**Aangeleverde tekst**
14. Herindicatie van ADL-assistentie naar AWBZ-zorg (november 2010)

De subsidie voor ADL-assistentie zal per 1 januari 2012 komen te vervallen. Het CIZ heeft daarom alle bewoners van ADL- woningen geherindiceerd en daarbij vastgesteld op welke AWBZ-zorg zij vanaf 1 januari 2012 zijn aangewezen. In dit advies heeft het CVZ de geschilpunten van de ADL- bewoners naar aanleiding van deze herindicatie gezamenlijk behandeld. Het CVZ geeft in dit advies aan welke (delen van de) zorg die als ADL-assistentie wordt verleend onder de reguliere AWBZ-aanspraak valt.

Het CVZ concludeert dat de zorg die ADL-bewoners gewend zijn te krijgen op grond van de subsidieregeling ruimer is dan de zorg die de AWBZ biedt.

15. Bevoegdheidsverdeling Bureau Jeugdzorg en CIZ (augustus 2010)

**Aangeleverde items**
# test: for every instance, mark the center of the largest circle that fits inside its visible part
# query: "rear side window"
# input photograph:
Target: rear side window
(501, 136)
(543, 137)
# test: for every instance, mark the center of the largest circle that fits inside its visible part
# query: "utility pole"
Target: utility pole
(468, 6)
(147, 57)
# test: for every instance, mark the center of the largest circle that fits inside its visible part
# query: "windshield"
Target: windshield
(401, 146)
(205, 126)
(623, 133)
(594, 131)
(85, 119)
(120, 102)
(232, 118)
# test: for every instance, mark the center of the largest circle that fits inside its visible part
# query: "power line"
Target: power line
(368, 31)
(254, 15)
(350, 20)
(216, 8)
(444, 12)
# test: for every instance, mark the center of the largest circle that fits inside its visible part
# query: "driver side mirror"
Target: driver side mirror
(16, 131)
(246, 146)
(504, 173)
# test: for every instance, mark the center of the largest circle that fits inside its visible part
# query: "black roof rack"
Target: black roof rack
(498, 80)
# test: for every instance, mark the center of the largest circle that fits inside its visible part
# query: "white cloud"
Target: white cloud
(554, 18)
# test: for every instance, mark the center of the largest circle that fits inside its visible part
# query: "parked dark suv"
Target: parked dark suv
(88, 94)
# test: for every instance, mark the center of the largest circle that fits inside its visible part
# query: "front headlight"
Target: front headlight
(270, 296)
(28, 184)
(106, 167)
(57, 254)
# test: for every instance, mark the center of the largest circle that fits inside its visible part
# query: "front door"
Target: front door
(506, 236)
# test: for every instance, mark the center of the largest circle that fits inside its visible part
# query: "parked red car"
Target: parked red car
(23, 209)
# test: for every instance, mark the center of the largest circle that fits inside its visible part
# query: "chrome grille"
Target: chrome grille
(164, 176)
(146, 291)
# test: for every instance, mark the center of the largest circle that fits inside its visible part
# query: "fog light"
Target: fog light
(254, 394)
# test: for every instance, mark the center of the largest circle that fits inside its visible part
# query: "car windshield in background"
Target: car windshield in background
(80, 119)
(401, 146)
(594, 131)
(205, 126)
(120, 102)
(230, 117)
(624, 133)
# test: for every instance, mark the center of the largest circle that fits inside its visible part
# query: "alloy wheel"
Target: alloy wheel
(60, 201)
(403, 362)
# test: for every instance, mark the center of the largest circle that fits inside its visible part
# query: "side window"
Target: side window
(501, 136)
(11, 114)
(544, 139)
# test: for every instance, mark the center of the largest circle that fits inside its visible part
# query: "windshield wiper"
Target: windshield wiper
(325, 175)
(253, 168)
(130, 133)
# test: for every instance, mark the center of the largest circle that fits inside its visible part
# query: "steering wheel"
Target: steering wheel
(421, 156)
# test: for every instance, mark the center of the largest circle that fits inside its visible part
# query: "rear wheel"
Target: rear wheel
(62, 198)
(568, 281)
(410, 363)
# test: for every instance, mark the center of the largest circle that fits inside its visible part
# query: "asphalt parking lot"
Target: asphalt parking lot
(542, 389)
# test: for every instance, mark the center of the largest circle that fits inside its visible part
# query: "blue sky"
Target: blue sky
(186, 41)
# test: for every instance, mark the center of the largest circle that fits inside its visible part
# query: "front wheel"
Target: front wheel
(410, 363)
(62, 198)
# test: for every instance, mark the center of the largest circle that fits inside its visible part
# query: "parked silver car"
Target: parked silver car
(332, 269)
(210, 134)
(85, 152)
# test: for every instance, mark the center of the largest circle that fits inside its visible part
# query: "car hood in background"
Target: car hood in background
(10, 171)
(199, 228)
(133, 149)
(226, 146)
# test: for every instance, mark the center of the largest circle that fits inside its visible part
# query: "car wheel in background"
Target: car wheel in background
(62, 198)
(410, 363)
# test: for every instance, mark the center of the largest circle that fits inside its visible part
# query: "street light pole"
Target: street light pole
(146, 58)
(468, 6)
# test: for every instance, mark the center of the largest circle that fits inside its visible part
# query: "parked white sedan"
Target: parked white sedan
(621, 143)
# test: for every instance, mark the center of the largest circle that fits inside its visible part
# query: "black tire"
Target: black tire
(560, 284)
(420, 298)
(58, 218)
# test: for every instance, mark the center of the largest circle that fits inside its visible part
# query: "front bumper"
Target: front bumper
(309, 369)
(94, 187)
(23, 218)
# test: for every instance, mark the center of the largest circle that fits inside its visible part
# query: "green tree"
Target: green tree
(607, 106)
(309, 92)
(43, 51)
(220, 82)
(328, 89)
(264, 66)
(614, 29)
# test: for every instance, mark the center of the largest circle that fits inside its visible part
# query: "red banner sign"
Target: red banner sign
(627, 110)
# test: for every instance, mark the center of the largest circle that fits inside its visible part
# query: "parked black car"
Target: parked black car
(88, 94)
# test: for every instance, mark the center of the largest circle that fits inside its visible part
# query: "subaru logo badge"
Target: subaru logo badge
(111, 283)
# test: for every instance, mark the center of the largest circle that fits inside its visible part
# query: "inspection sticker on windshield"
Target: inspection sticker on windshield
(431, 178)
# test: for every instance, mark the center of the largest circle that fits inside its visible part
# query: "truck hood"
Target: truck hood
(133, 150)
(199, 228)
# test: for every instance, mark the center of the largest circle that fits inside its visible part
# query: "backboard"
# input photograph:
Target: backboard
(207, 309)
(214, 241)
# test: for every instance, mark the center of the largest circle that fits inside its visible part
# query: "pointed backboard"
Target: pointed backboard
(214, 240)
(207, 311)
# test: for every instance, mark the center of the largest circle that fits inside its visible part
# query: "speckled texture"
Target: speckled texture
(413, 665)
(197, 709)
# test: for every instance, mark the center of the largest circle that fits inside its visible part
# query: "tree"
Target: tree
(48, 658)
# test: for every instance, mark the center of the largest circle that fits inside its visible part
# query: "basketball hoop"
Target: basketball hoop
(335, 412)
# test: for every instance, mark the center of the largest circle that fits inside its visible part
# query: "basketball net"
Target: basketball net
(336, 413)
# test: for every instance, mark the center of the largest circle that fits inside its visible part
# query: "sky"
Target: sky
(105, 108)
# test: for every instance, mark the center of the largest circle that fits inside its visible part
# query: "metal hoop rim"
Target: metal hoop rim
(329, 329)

**Opdracht**
Noem alle verschillende afkortingen in hoofdletters die in de tekst over de herindicatie van ADL-assistentie voorkomen. Vermeld elke afkorting één keer.

**Antwoord**
ADL, CIZ, AWBZ, CVZ